**The problem:** Transcribe the section of the discussion of the Paulina and Mundus story below that begins at "I am skeptical" and ends at "by Josephus alone.". Reproduce it word for word.

** Opening Excerpt to read block **

I am skeptical about placing much weight on the received location of the expulsion story. The block of text would flow nicely from the mention of Germanicus's death some hundreds of words earlier, and not just because that incident, too, is datable to 19 CE. "Flow" arguments are frankly aesthetic; maybe Josephus wanted to skip back and forth both in space and (perhaps) also in time.
One observation I think many here will agree with is that the first words of the expulsion block occur just after a text which has been substantially altered over the centuries. Whether or not Josephus mentioned Jesus versus Pilate, what we receive on that subject was probably not written by Josephus alone.
Similarly, I suspect that just after the beginning of the received expulsion block lies a long, long stretch of editorial alteration, the story of Paulina and Mundus. As with the Testimony, I don't have a strong opinion about whether Josephus himself wrote something about Paulina and Mundus that has been improved since then, or whether what we read is entirely someone else's work.
I explained the foundations for my suspicions that Josephus is not the sole author of this tale a few years ago on the Uncertaintist blog,
https://uncertaintist.wordpress.com/201 ... f-paulina/
That posting as a whole is premised on the usual dating of Pilate's term (26-36 CE), which I happen to accept. However, the issue of authenticity is discussed more-or-less independently starting at the heading "Is the Paulina story credible and authentic?"
In brief compass, I find it anomalous that:
(1) The story is written as if it were the treatment of a fictive stage farce, an inversion of Plautus's Amphitryon
(2) The story runs about 4 times the length of the story about the Jewish crooks and the expulsion-conscription of thousands
(3) The story is about 10 times the length needed to convey everything relevant or parallel to the Jewish expulsion story
(4) There is a mass of digressive "literary" detail (e.g. Mundus's suicidal ideation and Paulina's leisurely progressive disillusionment after she's been seduced) - "Josephus" is in no rush to return to his account of a dramatic Jewish catastrophe
(5) There are no Jewish characters in sight
(6) Josephus doesn't claim that there is any connection between Paulina and Mundus and the Jewish disaster:
- He never mentions that followers of the Egyptian religion were expelled at the same time as the Jews
- No mass expulsion occurs in the Paulina and Mundus story itself: nobody except the few individuals involved suffers
- The only character who is forced to leave Rome is Mundus, who does not follow the Egyptian religion
- We don't know that an incident like this, even if one happened, was why the followers of the Egyptian religion were expelled from Rome
We only know about the commonalities between the two stories from later writers. If all we had was the received Josephus, then the strangeness of Paulina and Mundus would be even more immediately apparent.
Of course, my worst suspicions about Paulina and Mundus could be true, and the Jewish expulsion story could still have always been located amidst the Pilate material. Nevertheless, I have difficulty placing much weight on its received location when I suspect that that location is riddled with shennanigans.

** Closing Excerpt to read block **
** Opening Material shown block **

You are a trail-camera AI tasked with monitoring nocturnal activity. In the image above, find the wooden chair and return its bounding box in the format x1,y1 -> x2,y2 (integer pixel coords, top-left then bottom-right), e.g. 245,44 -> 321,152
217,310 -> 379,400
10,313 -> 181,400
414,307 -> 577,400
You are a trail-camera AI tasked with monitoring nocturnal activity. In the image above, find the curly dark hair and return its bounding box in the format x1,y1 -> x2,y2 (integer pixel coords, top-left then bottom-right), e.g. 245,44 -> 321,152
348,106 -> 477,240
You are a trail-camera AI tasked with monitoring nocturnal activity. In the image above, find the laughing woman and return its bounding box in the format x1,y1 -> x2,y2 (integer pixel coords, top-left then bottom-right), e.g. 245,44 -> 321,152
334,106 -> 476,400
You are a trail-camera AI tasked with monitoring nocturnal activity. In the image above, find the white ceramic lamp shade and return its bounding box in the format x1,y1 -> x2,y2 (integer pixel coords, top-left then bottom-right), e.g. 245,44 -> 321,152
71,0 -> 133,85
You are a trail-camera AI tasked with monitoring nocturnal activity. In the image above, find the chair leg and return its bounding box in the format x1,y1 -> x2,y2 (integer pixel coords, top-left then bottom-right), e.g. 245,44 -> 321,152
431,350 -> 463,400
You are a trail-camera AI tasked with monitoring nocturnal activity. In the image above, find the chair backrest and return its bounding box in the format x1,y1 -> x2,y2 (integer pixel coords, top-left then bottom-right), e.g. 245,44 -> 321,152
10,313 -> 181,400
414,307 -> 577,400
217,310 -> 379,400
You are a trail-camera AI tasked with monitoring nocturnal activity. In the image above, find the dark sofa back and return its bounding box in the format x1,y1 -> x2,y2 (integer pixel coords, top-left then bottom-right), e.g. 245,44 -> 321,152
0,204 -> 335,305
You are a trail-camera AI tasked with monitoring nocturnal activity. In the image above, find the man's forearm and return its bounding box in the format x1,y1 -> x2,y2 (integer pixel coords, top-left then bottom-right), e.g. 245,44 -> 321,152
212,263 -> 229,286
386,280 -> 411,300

** Closing Material shown block **

**Written answer:**
I am skeptical about placing much weight on the received location of the expulsion story. The block of text would flow nicely from the mention of Germanicus's death some hundreds of words earlier, and not just because that incident, too, is datable to 19 CE. "Flow" arguments are frankly aesthetic; maybe Josephus wanted to skip back and forth both in space and (perhaps) also in time.
One observation I think many here will agree with is that the first words of the expulsion block occur just after a text which has been substantially altered over the centuries. Whether or not Josephus mentioned Jesus versus Pilate, what we receive on that subject was probably not written by Josephus alone.